**What you should do**
Locate every line in the items below that contains the word "water" and copy each such line. Treat case as significant.

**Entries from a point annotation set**
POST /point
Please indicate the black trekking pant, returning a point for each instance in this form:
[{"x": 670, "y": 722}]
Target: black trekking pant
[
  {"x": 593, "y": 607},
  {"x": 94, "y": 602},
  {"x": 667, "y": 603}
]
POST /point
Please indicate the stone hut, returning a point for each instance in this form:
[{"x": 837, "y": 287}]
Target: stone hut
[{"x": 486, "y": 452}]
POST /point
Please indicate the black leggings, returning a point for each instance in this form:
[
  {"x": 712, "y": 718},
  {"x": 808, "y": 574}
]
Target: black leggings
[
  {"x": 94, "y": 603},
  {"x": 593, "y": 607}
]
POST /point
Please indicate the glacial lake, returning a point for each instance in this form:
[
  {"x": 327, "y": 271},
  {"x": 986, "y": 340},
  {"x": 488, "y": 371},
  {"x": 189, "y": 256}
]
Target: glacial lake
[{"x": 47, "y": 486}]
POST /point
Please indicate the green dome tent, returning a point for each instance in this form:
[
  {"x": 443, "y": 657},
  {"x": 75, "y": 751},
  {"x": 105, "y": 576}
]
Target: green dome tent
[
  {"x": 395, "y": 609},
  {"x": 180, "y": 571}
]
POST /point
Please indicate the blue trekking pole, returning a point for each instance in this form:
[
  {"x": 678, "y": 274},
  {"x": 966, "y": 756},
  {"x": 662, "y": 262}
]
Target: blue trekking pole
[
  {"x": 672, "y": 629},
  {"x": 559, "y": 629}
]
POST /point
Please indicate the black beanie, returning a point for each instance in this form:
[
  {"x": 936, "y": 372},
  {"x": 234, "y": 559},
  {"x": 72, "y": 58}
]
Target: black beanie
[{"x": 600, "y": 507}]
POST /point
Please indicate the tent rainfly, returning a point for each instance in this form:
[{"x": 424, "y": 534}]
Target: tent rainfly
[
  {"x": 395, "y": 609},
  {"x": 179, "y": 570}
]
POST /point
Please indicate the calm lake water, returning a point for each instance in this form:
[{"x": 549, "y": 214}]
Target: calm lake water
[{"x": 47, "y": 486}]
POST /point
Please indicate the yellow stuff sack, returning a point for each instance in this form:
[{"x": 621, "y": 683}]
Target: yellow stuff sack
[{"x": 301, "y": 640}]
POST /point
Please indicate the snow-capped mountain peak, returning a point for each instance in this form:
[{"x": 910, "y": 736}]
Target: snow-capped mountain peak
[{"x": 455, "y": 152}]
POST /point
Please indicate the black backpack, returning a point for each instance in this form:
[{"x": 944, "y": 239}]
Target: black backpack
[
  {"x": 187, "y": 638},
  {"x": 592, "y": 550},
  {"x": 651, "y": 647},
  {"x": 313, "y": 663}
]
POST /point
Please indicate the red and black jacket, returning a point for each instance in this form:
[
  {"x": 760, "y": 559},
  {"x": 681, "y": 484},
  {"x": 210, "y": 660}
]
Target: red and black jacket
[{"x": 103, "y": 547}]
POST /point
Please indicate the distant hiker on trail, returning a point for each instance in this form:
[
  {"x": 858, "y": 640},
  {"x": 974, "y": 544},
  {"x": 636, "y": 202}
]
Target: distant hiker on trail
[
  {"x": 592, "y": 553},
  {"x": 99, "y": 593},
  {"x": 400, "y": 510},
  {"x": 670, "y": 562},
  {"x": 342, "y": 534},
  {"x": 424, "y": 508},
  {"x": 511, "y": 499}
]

**Written solution**
Please indicate the calm lake water, returning a point for each instance in this form:
Target: calm lake water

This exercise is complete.